++++ AUSGANGSTEXT ++++
Jeder Naturalismus (also die Vermutung, die Welt sei nur Materie bzw. naturwissenschaftlich vollständig beschreibbar) scheitert letztlich am Wesen des Menschen, sich selbst zu seinen materiellen Voraussetzungen wertend zu verhalten. Der Mensch ist nicht einfach nur Materie, sondern er besitzt die unleugbare Fähigkeit, sich selbst als auch »materiell« zu erkennen. Unleugbar ist diese Fähigkeit, weil sie zwar mit Argumenten bestritten werden kann; aber allein die Tatsache, dass wir darüber streiten und argumentieren, setzt eine Immaterialität voraus. Diese Wesensbestimmung des Menschen ist mehr als nur eine biologische Eigenschaft, wie z.B. ein homo faber (ein herstellender Mensch) zu sein; diese Wesensbestimmung – unsere Geistigkeit, Freiheit, Moralität, Sprache oder unser Selbstbewusstsein – ist und kann keine Funktion der Materie sein.
++++ AUSGANGSDATEN ++++
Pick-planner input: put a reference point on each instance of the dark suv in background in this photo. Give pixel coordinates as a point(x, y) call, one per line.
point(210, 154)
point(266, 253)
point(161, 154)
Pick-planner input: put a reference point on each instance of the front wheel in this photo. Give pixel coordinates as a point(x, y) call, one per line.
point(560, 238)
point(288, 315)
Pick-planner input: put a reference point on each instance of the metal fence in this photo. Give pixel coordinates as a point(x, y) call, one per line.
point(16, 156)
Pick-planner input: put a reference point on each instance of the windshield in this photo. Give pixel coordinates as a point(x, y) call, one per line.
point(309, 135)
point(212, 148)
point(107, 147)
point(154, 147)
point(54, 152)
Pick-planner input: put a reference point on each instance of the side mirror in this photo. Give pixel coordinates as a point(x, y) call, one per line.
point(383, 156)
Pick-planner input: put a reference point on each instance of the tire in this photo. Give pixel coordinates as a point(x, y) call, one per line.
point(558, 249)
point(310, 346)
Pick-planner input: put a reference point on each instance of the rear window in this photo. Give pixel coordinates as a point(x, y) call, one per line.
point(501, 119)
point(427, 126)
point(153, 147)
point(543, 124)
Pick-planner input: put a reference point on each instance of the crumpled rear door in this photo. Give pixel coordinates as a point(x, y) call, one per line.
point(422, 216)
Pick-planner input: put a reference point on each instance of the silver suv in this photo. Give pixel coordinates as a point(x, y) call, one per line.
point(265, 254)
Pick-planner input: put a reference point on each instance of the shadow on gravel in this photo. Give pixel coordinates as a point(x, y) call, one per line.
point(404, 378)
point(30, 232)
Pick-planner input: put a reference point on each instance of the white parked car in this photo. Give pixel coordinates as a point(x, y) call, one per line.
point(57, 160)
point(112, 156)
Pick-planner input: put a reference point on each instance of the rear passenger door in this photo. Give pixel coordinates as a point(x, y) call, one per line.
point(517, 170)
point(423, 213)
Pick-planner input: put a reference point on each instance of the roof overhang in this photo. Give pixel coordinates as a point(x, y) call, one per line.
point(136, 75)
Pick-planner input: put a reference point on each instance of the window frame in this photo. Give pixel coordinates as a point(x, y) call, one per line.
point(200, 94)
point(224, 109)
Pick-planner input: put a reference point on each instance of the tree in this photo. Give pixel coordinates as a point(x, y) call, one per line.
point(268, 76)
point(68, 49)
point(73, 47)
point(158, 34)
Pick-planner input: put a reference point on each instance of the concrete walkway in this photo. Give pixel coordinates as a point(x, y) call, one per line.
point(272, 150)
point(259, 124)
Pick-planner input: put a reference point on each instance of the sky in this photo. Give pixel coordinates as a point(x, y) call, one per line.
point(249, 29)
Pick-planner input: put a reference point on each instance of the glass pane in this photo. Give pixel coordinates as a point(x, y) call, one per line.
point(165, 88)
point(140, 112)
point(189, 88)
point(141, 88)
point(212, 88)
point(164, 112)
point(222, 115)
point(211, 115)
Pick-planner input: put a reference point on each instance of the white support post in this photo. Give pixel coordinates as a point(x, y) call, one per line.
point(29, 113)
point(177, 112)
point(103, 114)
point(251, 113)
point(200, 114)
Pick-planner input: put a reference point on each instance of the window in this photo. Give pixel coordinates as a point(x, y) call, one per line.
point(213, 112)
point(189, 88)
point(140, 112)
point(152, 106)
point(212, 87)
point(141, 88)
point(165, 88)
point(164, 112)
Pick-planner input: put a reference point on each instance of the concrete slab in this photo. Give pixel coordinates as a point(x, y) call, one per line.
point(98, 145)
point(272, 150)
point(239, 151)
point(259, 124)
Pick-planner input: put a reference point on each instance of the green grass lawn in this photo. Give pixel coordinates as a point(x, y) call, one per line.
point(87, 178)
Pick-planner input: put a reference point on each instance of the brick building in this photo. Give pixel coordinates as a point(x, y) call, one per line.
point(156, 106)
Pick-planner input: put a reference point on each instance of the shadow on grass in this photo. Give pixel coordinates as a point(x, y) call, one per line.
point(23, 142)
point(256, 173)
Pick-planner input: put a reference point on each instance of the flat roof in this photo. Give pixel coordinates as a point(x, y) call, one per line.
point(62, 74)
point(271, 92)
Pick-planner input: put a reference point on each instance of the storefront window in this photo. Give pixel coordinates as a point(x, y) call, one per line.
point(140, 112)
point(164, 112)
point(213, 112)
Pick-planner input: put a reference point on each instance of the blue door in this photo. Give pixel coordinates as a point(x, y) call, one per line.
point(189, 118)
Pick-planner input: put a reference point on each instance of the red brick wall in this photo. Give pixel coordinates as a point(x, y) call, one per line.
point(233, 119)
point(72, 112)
++++
AUFGABEN
[a] Schreiben Sie den Text über den Naturalismus ab dem Wortlaut „Jeder Naturalismus (also“ bis einschließlich „der Materie sein.“ erneut, tauschen Sie dabei „Wesensbestimmung“ gegen „Grundbestimmung“ aus.
[b] Führen Sie den Text über den Naturalismus im Anschluss an seinen letzten Satz weiter.

LÖSUNGEN
[a]
Jeder Naturalismus (also die Vermutung, die Welt sei nur Materie bzw. naturwissenschaftlich vollständig beschreibbar) scheitert letztlich am Wesen des Menschen, sich selbst zu seinen materiellen Voraussetzungen wertend zu verhalten. Der Mensch ist nicht einfach nur Materie, sondern er besitzt die unleugbare Fähigkeit, sich selbst als auch »materiell« zu erkennen. Unleugbar ist diese Fähigkeit, weil sie zwar mit Argumenten bestritten werden kann; aber allein die Tatsache, dass wir darüber streiten und argumentieren, setzt eine Immaterialität voraus. Diese Grundbestimmung des Menschen ist mehr als nur eine biologische Eigenschaft, wie z.B. ein homo faber (ein herstellender Mensch) zu sein; diese Grundbestimmung – unsere Geistigkeit, Freiheit, Moralität, Sprache oder unser Selbstbewusstsein – ist und kann keine Funktion der Materie sein.

[b]
Wir Christen nehmen also ein zweites, grundlegendes Prinzip in der Schöpfung an. Wobei dieses Prinzip umfassender ist, als vielleicht gedacht; denn jedem Lebewesen kommt schon ein Anteil an dieser immateriellen Wirklichkeit zu. So sprechen die Philosophen seit Aristoteles bis zur christlichen Scholastik von der immateriellen Pflanzenseele (der anima vegetativa), der ebenfalls immateriellen Tierseele (der anima sensitiva) und der Menschenseele (der anima rationale), die wir auch Geistseele oder geistbegabte Seele nennen.
Daher sollten wir tunlichst die Immaterialität und die Geistigkeit unterscheiden: Auch Tiere und Pflanzen haben eine immaterielle Seele, die aber noch nicht geistbegabt (lateinisch: rational) ist. In dieser Hinsicht ist unsere Alltagssprache eher unbrauchbar, um die doch relativ einfache Unterscheidung auszudrücken. Deshalb haben sich die Philosophen einer besonderen Sprache bedient, die das Gesagte unverständlich erscheinen lässt. Dabei ist es doch einfach, oder?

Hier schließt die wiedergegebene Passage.